[Dataset entries]
==*==

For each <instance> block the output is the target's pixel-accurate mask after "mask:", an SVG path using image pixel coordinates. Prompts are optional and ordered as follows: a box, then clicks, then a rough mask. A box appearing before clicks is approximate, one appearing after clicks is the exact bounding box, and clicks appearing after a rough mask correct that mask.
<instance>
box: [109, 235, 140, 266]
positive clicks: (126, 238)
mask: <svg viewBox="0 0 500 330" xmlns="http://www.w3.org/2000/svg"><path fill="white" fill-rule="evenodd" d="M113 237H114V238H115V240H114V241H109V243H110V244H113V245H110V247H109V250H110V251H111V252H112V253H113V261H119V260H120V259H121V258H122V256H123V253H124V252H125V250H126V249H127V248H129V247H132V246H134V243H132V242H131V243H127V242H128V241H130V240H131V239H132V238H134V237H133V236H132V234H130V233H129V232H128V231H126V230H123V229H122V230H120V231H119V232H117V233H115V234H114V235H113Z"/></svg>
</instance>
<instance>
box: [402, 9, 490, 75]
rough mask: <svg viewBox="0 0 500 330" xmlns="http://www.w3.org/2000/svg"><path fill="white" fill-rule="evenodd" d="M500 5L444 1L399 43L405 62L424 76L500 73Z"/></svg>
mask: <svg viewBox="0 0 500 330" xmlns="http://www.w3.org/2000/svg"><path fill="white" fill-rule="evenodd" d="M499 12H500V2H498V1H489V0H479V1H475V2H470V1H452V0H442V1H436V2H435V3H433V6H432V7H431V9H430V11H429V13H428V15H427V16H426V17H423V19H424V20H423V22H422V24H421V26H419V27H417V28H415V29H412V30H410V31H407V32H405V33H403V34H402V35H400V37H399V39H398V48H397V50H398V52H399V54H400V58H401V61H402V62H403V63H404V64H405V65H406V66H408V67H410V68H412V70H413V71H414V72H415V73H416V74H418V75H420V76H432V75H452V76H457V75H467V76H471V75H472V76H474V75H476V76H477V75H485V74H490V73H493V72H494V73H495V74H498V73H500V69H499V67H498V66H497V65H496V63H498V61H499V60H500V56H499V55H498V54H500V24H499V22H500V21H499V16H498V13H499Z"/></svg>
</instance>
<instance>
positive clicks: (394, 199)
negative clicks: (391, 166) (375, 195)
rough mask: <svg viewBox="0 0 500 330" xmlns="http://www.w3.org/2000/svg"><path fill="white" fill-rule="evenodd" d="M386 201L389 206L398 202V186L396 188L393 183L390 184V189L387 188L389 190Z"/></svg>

==*==

**Your task:**
Please rewrite all the records above, replacing "rough mask" with "coarse mask" wherever it occurs and leaving everything else unchanged.

**Answer space:**
For each <instance> block the output is the target's pixel-accurate mask after "mask:", an SVG path using image pixel coordinates. Prompts are optional and ordered as follows: a box, then clicks, then a coarse mask. A box appearing before clicks is approximate, one appearing after clicks is the exact bounding box, and clicks appearing after a coarse mask correct that mask.
<instance>
box: [109, 235, 140, 266]
positive clicks: (126, 238)
mask: <svg viewBox="0 0 500 330" xmlns="http://www.w3.org/2000/svg"><path fill="white" fill-rule="evenodd" d="M113 237H114V238H115V240H114V241H109V243H110V244H113V245H110V247H109V250H110V251H111V252H112V253H113V261H119V260H120V259H121V258H122V256H123V253H124V252H125V250H126V249H127V248H129V247H132V246H134V243H132V242H131V243H127V242H128V241H130V240H131V239H132V238H134V237H133V236H132V234H130V233H129V232H128V231H126V230H123V229H122V230H120V231H119V232H117V233H115V234H114V235H113Z"/></svg>
</instance>
<instance>
box: [402, 9, 490, 75]
coarse mask: <svg viewBox="0 0 500 330" xmlns="http://www.w3.org/2000/svg"><path fill="white" fill-rule="evenodd" d="M500 5L444 1L399 43L405 62L424 76L500 73Z"/></svg>
mask: <svg viewBox="0 0 500 330" xmlns="http://www.w3.org/2000/svg"><path fill="white" fill-rule="evenodd" d="M499 12H500V2H498V1H489V0H479V1H475V2H470V1H452V0H442V1H436V2H435V3H433V6H432V7H431V9H430V11H429V13H428V15H427V16H426V17H423V19H424V20H423V22H422V24H421V26H419V27H417V28H415V29H412V30H410V31H407V32H405V33H403V34H402V35H400V37H399V39H398V48H397V50H398V52H399V54H400V58H401V61H402V62H403V63H404V64H405V65H406V66H408V67H410V68H412V70H413V71H414V72H415V73H416V74H418V75H420V76H432V75H452V76H457V75H467V76H471V75H472V76H474V75H476V76H477V75H485V74H490V73H493V72H494V73H495V74H498V73H500V69H499V67H498V66H497V65H496V63H498V61H499V60H500V56H499V55H498V54H500V24H499V22H500V21H499V16H498V13H499Z"/></svg>
</instance>
<instance>
positive clicks: (394, 199)
negative clicks: (391, 166) (375, 195)
coarse mask: <svg viewBox="0 0 500 330" xmlns="http://www.w3.org/2000/svg"><path fill="white" fill-rule="evenodd" d="M386 201L389 206L398 202V186L396 188L393 183L390 184V189L387 188L389 190Z"/></svg>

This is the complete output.